▶ **Task directions**: Provide the number of lines in the records that hold the string "skate", without any other words.
BEGIN Source information
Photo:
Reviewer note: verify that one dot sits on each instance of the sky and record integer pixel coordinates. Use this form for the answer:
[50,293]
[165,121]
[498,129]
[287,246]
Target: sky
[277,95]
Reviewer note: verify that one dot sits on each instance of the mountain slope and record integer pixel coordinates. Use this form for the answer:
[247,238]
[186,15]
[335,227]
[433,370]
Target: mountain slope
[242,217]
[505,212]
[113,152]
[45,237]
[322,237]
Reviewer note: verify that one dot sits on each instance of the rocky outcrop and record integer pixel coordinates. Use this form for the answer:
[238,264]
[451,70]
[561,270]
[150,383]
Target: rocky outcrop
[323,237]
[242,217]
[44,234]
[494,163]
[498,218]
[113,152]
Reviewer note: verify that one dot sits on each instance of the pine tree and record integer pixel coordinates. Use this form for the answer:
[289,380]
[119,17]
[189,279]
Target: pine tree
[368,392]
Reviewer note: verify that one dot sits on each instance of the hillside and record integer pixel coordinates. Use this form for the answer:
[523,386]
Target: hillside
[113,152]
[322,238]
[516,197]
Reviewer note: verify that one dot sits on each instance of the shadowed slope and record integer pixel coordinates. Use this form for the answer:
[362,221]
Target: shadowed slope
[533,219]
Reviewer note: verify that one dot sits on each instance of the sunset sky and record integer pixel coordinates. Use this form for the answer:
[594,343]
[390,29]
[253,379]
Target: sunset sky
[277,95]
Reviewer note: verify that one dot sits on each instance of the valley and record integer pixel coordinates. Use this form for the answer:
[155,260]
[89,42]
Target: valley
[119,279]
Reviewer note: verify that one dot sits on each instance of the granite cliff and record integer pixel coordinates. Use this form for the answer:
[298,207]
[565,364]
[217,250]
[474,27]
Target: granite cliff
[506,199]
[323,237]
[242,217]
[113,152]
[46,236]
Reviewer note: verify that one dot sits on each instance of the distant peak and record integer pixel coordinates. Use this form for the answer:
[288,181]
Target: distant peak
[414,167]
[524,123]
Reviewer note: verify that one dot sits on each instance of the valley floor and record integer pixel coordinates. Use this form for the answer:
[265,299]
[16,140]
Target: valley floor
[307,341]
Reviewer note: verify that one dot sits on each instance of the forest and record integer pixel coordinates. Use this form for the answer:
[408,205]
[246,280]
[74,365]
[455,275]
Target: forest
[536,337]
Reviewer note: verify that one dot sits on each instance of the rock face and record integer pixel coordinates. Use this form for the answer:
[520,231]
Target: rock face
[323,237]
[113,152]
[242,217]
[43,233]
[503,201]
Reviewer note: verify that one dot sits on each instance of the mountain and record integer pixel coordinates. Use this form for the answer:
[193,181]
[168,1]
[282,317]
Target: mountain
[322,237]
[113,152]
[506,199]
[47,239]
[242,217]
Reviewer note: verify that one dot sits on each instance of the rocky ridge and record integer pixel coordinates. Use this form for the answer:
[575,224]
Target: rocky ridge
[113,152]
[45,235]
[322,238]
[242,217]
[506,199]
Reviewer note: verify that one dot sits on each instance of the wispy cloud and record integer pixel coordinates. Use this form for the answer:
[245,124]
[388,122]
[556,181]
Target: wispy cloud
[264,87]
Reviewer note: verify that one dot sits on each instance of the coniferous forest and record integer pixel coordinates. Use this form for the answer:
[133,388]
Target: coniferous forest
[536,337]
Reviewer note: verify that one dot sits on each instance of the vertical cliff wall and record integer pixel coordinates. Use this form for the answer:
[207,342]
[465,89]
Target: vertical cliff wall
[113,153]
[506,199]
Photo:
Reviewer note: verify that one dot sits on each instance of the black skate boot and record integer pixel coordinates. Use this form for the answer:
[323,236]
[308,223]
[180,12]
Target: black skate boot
END Source information
▶ **Answer for the task**: 2